▸ Selected passage
::::::::::

We will also assess heterogeneity using the chi-square test and I2 test [40]. If there is sufficient homogeneity (p > .10 and I2 < 50%) and sufficient trials reporting recruitment rate, enrollment rate, enrollment yield, and retention rate by disadvantaged status, we will pool studies into a meta-analysis to assess the effectiveness of strategies designed to maximize the inclusion of disadvantaged populations in RCTs. This is a dichotomous outcome that would be assessed via relative risk to assess for differences in outcome by disadvantaged status. We would calculate standardized mean differences if any important continuous outcomes arise. We will use a random effects model in our analysis to account for the variability in included disadvantaged populations and differences between subpopulations.

If the data are not appropriate for a meta-analysis, we will summarize these outcomes using SWiM reporting guidelines [39]. We will generate summary measures of our outcomes of interest across the studies to understand the distribution of recruitment, enrollment, and attrition rates across the included studies, and we will compare these results with established published rates of recruitment, enrollment, and attrition in the general population. We will also conduct subgroup analyses to look at these rates by recruitment approach and retention strategies.

We will examine how missing data is biasing our results; we will use funnel plots and Egger’s regression test to evaluate potential publication bias. We will look at the overall sample size of the study and see if we are missing any studies—e.g., studies with lower sample sizes and large attrition. Statistical significance will be assumed at p < .05.

::::::::::

▸ Material shown
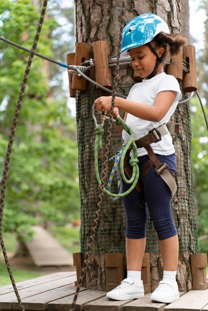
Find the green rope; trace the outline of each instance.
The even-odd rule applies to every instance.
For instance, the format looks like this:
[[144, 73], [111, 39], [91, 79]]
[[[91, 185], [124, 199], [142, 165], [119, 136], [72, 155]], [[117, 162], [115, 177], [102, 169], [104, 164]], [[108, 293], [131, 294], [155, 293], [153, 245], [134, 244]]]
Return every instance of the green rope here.
[[[122, 179], [126, 183], [132, 183], [132, 185], [130, 188], [125, 192], [123, 193], [112, 193], [108, 190], [104, 188], [104, 192], [107, 194], [109, 197], [112, 198], [121, 198], [125, 195], [127, 195], [134, 189], [136, 186], [139, 176], [139, 167], [138, 166], [138, 163], [139, 160], [137, 158], [137, 147], [134, 140], [134, 134], [131, 129], [125, 124], [123, 120], [121, 118], [118, 117], [116, 117], [116, 122], [115, 122], [116, 125], [121, 125], [123, 127], [124, 130], [127, 132], [127, 133], [130, 135], [130, 138], [129, 141], [126, 143], [125, 143], [125, 146], [124, 149], [122, 153], [122, 155], [120, 157], [120, 174]], [[99, 186], [101, 186], [101, 179], [100, 177], [99, 168], [98, 165], [98, 150], [102, 149], [102, 136], [104, 134], [104, 130], [101, 124], [98, 124], [96, 128], [96, 141], [95, 143], [95, 170], [96, 177], [99, 183]], [[129, 163], [132, 167], [132, 175], [130, 179], [128, 179], [125, 175], [124, 170], [123, 167], [124, 160], [125, 156], [126, 154], [127, 150], [129, 149], [133, 149], [133, 155], [131, 157], [129, 161]], [[115, 165], [114, 165], [115, 166]], [[115, 168], [113, 166], [113, 169]]]

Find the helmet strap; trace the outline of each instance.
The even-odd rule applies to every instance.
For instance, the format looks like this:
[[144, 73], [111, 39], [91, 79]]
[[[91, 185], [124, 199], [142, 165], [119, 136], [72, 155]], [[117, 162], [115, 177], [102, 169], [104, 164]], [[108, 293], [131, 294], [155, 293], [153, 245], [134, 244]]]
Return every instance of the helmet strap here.
[[152, 51], [152, 52], [153, 52], [153, 53], [157, 56], [156, 64], [155, 64], [155, 68], [154, 68], [154, 70], [150, 74], [150, 75], [149, 75], [148, 76], [148, 77], [147, 78], [147, 79], [151, 79], [151, 78], [153, 78], [153, 77], [155, 77], [155, 76], [156, 75], [156, 73], [157, 69], [158, 69], [158, 67], [159, 65], [160, 65], [160, 64], [161, 64], [162, 63], [162, 62], [163, 60], [164, 57], [165, 56], [165, 52], [164, 52], [164, 53], [163, 54], [162, 54], [161, 57], [159, 57], [158, 54], [157, 54], [157, 53], [156, 52], [155, 52], [155, 51], [153, 47], [152, 46], [152, 45], [149, 42], [148, 42], [146, 44], [147, 44], [147, 46], [148, 46], [149, 48], [150, 49], [150, 50]]

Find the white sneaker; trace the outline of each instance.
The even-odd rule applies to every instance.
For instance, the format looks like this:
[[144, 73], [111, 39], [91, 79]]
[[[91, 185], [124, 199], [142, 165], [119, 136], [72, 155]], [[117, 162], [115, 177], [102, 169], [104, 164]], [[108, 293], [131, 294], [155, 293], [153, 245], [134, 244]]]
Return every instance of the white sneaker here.
[[143, 282], [140, 284], [134, 282], [130, 279], [124, 279], [117, 287], [107, 293], [106, 297], [114, 300], [137, 299], [144, 296]]
[[173, 283], [168, 280], [161, 281], [158, 287], [151, 295], [151, 300], [159, 303], [170, 304], [179, 299], [179, 292], [177, 283]]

::::::::::

▸ Questions on the material
(1) In the analysis-methods passage, which test will be used along with funnel plots to evaluate potential publication bias?
(2) Transcribe the analysis-methods passage from "We will also assess" up to and including "differences between subpopulations.".
(3) Go on with the analysis-methods passage, starting after its final sentence.
The records play no part in this work.

▸ Results for each task
(1) Egger’s regression test.

(2)
We will also assess heterogeneity using the chi-square test and I2 test [40]. If there is sufficient homogeneity (p > .10 and I2 < 50%) and sufficient trials reporting recruitment rate, enrollment rate, enrollment yield, and retention rate by disadvantaged status, we will pool studies into a meta-analysis to assess the effectiveness of strategies designed to maximize the inclusion of disadvantaged populations in RCTs. This is a dichotomous outcome that would be assessed via relative risk to assess for differences in outcome by disadvantaged status. We would calculate standardized mean differences if any important continuous outcomes arise. We will use a random effects model in our analysis to account for the variability in included disadvantaged populations and differences between subpopulations.

(3)
Patient and public involvement

We will have ongoing participation of a patient partner throughout the duration of this project. The partner is a community member with lived experience with one or more of the social barriers described above. They showed an interest in contributing to research on the inclusion of disadvantaged participants in RCTs and have contributed to the development of the protocol. They will provide future guidance on the final systematic review as well as the communication and messaging of the review results.


The findings of the systematic review will enhance the data on disadvantaged population participation in RCTs, by compiling recruitment data for this population as well as by identifying evidence-based strategies for increased enrollment and retention. The baseline recruitment and enrollment metrics established in this systematic review will elucidate the scope of the challenge of recruiting such populations, especially when contextualized in the existing literature on recruitment metrics in the general population. The COVID-19 pandemic has made clear that such information is critical; disadvantaged populations are disproportionately burdened by the disease yet difficult to recruit for ongoing vaccine trials [41].

We hope that our findings will promote future research on the distinct barriers that may prevent disadvantaged populations from participating in RCTs, will encourage more trials exploring effective, tailored recruitment strategies, and will establish a foundation to track future progress in recruiting disadvantaged populations.


This systematic review may be limited in that not all studies will adhere to a standard reporting guideline, and thus will not report all aspects of the recruitment and enrollment triad. Further, we anticipate that authors will employ different criteria and language for disadvantage within the PROGRESS-Plus framework; however, we accept this knowing that disadvantage is indeed context dependent. We anticipate this to be a limitation in our systematic review, as it may result in substantial heterogeneity for most outcomes.

Dissemination and amendments

Results will be disseminated through conference presentations and publication in a peer-reviewed journal. Any amendments made to this protocol when conducting the review will be outlined in PROSPERO and reported in the final manuscript.